▸ **Task description**: Copy every one of the rows below line for line, without changing a single character.

▸ **Input records**:

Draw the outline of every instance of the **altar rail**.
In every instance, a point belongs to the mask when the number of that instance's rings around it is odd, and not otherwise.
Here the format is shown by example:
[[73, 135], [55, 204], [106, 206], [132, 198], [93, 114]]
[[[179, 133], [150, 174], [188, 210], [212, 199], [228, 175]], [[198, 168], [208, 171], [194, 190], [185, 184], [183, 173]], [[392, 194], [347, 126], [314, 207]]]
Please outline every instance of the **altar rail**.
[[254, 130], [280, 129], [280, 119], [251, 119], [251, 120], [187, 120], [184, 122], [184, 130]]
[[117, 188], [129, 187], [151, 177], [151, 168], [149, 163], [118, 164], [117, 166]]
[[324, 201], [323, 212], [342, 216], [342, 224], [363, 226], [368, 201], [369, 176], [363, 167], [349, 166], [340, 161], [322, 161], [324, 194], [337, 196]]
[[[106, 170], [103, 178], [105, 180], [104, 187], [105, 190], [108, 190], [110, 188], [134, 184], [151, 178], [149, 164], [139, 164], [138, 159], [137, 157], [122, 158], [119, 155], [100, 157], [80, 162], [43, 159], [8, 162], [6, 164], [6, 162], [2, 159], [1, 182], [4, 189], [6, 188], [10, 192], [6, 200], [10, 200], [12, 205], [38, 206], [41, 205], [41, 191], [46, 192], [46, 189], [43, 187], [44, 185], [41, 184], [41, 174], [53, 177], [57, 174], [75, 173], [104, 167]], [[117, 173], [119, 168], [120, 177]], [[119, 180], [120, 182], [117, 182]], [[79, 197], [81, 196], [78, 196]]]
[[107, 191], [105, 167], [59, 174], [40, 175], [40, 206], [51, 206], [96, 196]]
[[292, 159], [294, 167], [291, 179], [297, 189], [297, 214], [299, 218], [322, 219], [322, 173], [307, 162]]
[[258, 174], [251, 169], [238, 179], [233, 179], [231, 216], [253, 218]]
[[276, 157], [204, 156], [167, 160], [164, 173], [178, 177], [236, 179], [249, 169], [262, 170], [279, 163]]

▸ **Completed task**:
Draw the outline of every instance of the **altar rail**.
In every instance, a point belongs to the mask when the number of that instance's rings around it is odd, and not otherwise.
Here the format is shown by example:
[[73, 135], [55, 204], [106, 206], [132, 198], [93, 114]]
[[[179, 133], [150, 174], [188, 210], [212, 199], [228, 175]], [[198, 168], [208, 171], [194, 190], [185, 184], [183, 173]], [[392, 194], [347, 126], [314, 207]]]
Please outline every instance of the **altar rail**.
[[254, 130], [280, 129], [280, 119], [251, 119], [251, 120], [187, 120], [184, 122], [184, 130]]
[[117, 188], [129, 187], [151, 177], [151, 168], [149, 163], [118, 164], [117, 166]]
[[324, 201], [323, 212], [342, 216], [342, 224], [363, 226], [368, 201], [369, 176], [363, 167], [349, 166], [340, 161], [322, 161], [324, 194], [337, 196]]
[[[106, 170], [103, 178], [105, 180], [104, 187], [105, 190], [108, 190], [110, 188], [134, 184], [151, 178], [149, 164], [139, 164], [138, 159], [137, 157], [122, 158], [119, 155], [100, 157], [80, 162], [43, 159], [8, 162], [6, 164], [6, 162], [2, 159], [1, 182], [4, 189], [6, 188], [10, 192], [6, 200], [10, 200], [12, 205], [38, 206], [41, 205], [41, 191], [46, 192], [46, 189], [43, 187], [44, 185], [41, 184], [41, 174], [53, 177], [57, 174], [75, 173], [104, 167]], [[117, 173], [119, 168], [120, 177]], [[119, 180], [120, 182], [117, 182]], [[79, 197], [81, 196], [78, 196]]]
[[107, 191], [105, 167], [59, 174], [40, 175], [40, 206], [51, 206], [96, 196]]
[[292, 159], [294, 167], [291, 179], [297, 189], [297, 214], [299, 218], [322, 219], [322, 173], [307, 162]]
[[258, 174], [251, 169], [238, 179], [233, 179], [231, 216], [253, 218]]
[[276, 157], [204, 156], [167, 160], [164, 173], [178, 177], [236, 179], [249, 169], [262, 170], [279, 163]]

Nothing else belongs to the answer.